» **YOUR ASSIGNMENT**
At the line with "Target: store shelf with products", start copying; carry on through the last line of the material below, exactly as written, and stop there.
Top of SUPPLIED MATERIAL
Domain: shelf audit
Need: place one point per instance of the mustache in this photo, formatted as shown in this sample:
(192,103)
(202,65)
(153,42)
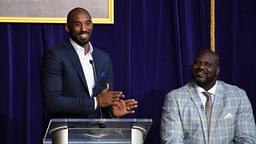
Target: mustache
(83,32)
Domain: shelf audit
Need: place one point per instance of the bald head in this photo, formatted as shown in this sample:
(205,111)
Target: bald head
(205,69)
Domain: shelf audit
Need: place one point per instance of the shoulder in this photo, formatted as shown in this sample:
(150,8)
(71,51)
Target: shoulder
(182,92)
(100,52)
(230,89)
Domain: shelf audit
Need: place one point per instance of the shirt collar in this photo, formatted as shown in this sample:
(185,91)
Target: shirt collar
(211,90)
(80,49)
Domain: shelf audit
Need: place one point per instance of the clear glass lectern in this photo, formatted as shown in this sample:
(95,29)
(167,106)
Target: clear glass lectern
(97,131)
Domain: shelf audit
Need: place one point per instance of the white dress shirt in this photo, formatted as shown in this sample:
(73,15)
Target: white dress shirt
(86,66)
(201,95)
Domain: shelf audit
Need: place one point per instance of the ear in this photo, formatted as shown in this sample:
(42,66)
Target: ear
(67,28)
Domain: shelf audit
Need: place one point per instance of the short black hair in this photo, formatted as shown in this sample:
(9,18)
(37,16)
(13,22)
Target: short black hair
(69,16)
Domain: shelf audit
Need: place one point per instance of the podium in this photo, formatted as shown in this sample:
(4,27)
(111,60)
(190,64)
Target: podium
(97,131)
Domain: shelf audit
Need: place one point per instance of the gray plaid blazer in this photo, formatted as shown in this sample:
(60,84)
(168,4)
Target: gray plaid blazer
(184,121)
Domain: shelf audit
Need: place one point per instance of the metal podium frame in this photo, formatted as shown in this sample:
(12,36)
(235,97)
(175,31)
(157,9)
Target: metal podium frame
(97,131)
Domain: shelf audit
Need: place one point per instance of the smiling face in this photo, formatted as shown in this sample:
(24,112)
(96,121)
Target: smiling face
(80,26)
(205,69)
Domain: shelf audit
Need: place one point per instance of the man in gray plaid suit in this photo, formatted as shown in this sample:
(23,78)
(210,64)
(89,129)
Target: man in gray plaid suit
(187,117)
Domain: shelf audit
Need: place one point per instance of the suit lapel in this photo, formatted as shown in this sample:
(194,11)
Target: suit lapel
(198,104)
(217,107)
(96,59)
(76,63)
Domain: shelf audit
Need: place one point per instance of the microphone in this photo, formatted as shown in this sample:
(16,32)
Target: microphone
(100,124)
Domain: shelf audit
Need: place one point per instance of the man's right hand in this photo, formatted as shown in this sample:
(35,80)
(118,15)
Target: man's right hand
(108,98)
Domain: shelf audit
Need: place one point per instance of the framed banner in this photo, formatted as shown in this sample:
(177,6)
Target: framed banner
(54,11)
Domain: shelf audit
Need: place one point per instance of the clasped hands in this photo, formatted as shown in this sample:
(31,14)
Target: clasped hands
(115,99)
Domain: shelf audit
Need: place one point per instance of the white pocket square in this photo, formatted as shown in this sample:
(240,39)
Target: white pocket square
(228,116)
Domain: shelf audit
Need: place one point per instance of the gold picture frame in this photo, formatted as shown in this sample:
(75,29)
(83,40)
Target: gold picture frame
(102,11)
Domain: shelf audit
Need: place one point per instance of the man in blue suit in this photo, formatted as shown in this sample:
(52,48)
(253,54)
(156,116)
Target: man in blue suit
(206,110)
(77,77)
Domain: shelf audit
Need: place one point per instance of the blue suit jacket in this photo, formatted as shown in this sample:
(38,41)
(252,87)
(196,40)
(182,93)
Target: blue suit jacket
(64,85)
(184,121)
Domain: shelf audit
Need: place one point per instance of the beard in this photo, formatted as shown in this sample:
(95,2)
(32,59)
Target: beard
(80,41)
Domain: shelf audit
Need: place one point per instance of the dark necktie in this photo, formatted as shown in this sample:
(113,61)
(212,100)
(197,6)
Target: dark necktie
(208,107)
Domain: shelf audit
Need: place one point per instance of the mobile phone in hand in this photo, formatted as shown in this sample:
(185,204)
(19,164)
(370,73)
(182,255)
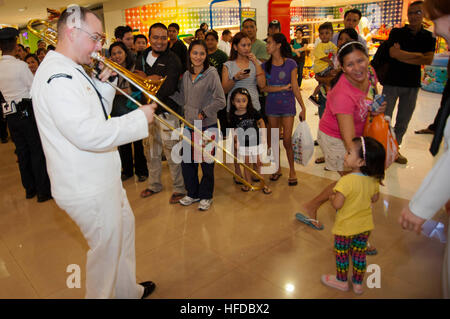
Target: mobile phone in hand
(377,101)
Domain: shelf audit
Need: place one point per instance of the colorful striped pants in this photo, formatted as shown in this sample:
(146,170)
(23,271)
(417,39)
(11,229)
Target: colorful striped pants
(355,245)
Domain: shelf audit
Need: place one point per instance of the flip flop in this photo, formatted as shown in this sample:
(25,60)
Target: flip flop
(308,221)
(424,131)
(331,281)
(320,160)
(275,176)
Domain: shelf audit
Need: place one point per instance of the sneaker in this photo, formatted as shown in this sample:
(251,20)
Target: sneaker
(204,204)
(401,159)
(186,200)
(315,100)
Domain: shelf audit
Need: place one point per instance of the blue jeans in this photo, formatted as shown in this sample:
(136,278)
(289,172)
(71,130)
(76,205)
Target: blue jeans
(322,103)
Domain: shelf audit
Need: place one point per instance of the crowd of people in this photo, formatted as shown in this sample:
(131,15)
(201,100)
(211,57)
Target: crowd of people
(235,81)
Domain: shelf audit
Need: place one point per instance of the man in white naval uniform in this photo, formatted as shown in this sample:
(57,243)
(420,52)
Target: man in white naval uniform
(80,141)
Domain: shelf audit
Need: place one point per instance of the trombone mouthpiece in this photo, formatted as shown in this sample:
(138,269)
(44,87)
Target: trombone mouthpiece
(97,56)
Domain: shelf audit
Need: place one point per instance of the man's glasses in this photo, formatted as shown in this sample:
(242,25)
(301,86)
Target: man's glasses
(94,37)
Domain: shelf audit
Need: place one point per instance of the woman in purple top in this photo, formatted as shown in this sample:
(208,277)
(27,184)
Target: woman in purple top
(282,86)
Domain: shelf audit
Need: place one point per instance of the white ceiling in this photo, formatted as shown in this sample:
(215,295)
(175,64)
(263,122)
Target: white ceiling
(34,9)
(10,14)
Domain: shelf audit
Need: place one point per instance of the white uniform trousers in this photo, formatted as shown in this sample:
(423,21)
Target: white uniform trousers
(107,222)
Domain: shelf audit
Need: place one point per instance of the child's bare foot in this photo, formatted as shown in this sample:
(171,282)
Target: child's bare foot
(331,281)
(358,289)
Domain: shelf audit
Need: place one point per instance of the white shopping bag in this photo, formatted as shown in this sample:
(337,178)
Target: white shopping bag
(303,144)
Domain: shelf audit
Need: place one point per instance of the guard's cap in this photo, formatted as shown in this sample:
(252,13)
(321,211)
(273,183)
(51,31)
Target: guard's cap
(8,33)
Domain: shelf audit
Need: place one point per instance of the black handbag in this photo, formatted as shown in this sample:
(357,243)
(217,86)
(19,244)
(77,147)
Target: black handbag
(380,62)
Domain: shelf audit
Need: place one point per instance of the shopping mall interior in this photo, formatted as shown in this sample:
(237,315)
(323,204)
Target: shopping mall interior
(248,244)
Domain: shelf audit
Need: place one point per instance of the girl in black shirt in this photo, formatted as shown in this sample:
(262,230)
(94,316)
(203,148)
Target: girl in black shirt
(246,121)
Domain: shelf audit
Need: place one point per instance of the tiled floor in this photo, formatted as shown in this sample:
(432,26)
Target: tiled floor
(248,245)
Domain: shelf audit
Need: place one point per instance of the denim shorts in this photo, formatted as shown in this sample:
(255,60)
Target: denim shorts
(281,115)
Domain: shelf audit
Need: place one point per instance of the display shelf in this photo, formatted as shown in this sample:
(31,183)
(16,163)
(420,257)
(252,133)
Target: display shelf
(315,25)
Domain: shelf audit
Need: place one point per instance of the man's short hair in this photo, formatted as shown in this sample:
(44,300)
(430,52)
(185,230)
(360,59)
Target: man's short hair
(156,25)
(212,33)
(62,21)
(355,11)
(120,31)
(326,26)
(140,36)
(249,19)
(174,25)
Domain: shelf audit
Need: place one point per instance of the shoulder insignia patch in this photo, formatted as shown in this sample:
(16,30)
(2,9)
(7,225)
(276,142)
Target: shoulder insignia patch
(59,75)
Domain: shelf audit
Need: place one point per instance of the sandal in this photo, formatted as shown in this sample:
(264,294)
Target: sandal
(331,281)
(237,182)
(309,221)
(275,176)
(147,193)
(424,131)
(371,251)
(320,160)
(175,198)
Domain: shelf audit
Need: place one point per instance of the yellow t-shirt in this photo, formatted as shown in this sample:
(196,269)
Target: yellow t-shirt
(322,50)
(355,216)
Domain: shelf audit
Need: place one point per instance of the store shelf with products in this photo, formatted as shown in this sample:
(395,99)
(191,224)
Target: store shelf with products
(313,26)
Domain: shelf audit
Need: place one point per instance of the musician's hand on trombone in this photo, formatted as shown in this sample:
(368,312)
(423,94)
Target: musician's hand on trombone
(105,73)
(149,111)
(154,77)
(140,73)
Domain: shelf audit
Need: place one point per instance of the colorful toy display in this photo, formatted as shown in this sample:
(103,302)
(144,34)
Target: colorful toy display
(189,19)
(378,13)
(435,75)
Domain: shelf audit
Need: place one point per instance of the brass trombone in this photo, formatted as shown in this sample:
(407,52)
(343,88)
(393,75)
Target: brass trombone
(149,88)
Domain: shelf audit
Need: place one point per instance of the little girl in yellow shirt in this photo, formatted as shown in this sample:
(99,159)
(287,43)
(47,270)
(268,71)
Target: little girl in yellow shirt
(352,198)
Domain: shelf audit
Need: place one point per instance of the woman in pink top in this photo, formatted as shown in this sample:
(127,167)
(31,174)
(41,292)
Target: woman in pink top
(348,104)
Bottom of SUPPLIED MATERIAL
» **RESULT FOR THIS TASK**
Target: store shelf with products
(313,26)
Domain: shelf audit
Need: place one point per instance of the musician's hand on trombone in this photo, formatted as shown in this sample:
(368,312)
(423,94)
Target: musician's hand on trombone
(105,73)
(149,111)
(154,77)
(140,73)
Domain: shelf audit
Need: place one point per instance of the colorful toy display in this photo, formatted as shown in this sample:
(103,302)
(144,34)
Target: colorful toy display
(189,19)
(378,13)
(435,75)
Domain: shelf audit
Need: place one point per instance of the brass trombone in this photo, formatted as shown in this sample:
(407,52)
(343,88)
(393,75)
Target: brass trombone
(149,88)
Domain: shelf audit
Need: place one point per instance of the little girl in yellow shirt in this photo, formatted as shown in this sample:
(99,159)
(287,43)
(47,270)
(268,71)
Target: little girl in yellow shirt
(352,198)
Domain: shelf audit
Need: place one point per instance of the woman in pink top in this photo, formatted as shown in this sample:
(127,167)
(31,174)
(41,292)
Target: woman in pink top
(348,104)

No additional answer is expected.